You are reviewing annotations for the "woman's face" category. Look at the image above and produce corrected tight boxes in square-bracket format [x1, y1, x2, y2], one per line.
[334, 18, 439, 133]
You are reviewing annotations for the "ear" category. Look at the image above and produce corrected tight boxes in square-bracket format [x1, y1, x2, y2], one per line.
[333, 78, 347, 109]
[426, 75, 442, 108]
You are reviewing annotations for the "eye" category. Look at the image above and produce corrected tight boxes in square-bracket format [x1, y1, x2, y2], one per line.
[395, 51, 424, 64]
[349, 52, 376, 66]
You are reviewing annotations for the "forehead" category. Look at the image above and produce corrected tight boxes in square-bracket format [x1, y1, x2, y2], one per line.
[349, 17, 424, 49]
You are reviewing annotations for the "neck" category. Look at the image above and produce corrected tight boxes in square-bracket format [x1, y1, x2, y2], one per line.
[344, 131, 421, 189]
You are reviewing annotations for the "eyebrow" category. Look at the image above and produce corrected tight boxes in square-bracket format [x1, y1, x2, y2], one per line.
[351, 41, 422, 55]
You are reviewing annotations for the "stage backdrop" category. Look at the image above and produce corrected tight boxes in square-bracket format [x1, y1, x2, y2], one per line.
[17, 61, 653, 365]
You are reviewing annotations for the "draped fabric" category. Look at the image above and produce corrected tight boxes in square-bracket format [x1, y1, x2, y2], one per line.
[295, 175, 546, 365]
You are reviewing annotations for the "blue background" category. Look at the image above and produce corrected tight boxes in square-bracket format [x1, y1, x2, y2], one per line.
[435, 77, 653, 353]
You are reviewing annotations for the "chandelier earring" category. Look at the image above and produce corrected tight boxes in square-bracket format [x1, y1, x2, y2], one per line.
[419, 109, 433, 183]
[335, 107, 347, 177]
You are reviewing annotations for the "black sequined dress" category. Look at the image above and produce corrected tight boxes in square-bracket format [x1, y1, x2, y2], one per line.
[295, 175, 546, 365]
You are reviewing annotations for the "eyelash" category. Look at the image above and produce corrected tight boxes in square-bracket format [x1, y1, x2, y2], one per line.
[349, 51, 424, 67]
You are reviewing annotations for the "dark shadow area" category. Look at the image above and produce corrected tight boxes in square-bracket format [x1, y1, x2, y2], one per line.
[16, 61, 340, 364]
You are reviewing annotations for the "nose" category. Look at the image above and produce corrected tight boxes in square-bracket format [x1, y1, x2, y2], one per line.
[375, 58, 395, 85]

Aim of the task:
Update every one of the lines above by swapping "corrected tight boxes" for "revised bounding boxes" wherever it occurs. Leave the rest of the wording unchanged.

Complete response:
You are reviewing annotations for the "woman's face" category. Look at the image above and produce revised bounding boxes in square-bracket format [x1, y1, x2, y2], one per line.
[334, 18, 439, 133]
You are reviewing annotations for the "ear" category. Look at the image above and produce revised bounding boxes in square-bracket format [x1, y1, x2, y2], one per line.
[333, 78, 347, 109]
[426, 75, 442, 108]
You are reviewing annotations for the "eye" category. Look at the image above and produce revised bounding boxes in square-bracket format [x1, y1, x2, y2], one per line.
[395, 51, 424, 64]
[349, 52, 376, 66]
You are reviewing annotations for the "forehead" category. Look at the image above and produce revised bounding boxes in square-bracket format [x1, y1, x2, y2], one per line.
[349, 17, 424, 49]
You are reviewing annotations for the "neck" category. Look at the image above and produce revised bounding boxes in square-bracket format [x1, y1, x2, y2], one per line.
[344, 131, 421, 189]
You are reviewing annotations for the "eyebrow" category. Look at the image above and produce revised bounding boxes in square-bracket format [x1, y1, x2, y2], one per line.
[351, 41, 422, 55]
You are reviewing annotations for the "stage backdrop" category. Look at the image above and produce revised bounding boxes in square-bracket format [x1, y1, x2, y2], one per line.
[17, 61, 653, 365]
You are reviewing annotations for the "draped fabric" category. Look at the image above and produce revised bounding boxes in square-bracket format [x1, y1, x2, y2], one per line.
[295, 175, 546, 365]
You are reviewing annotations for the "blue background" category. Look at the image above and produce revised bounding boxes in square-bracket format [x1, y1, x2, y2], one per line.
[435, 77, 653, 353]
You are reviewing annotations for the "chandelier earring" category. Look at the image above and produce revised bounding boxes in square-bracket format [x1, y1, x2, y2], one per line.
[419, 109, 433, 183]
[335, 107, 347, 177]
You are reviewing annotations for the "black sequined dress" category. Look at the image above and produce revised bounding boxes in square-bracket format [x1, y1, x2, y2], one per line.
[295, 175, 546, 365]
You are reviewing annotations for the "eyelash" category. Look at the image above and produce revised bounding boxes in square-bracket format [x1, y1, x2, y2], one per line.
[349, 51, 424, 67]
You are reviewing annotations for the "dark shadow area" category. Look at the image above and produce revised bounding boxes in square-bracket format [x1, y1, x2, y2], one per line.
[16, 61, 340, 364]
You are reviewing annotations for the "nose" category. Look at the image above and produce revised bounding boxes in square-bracket format [x1, y1, x2, y2], one per line.
[375, 58, 395, 85]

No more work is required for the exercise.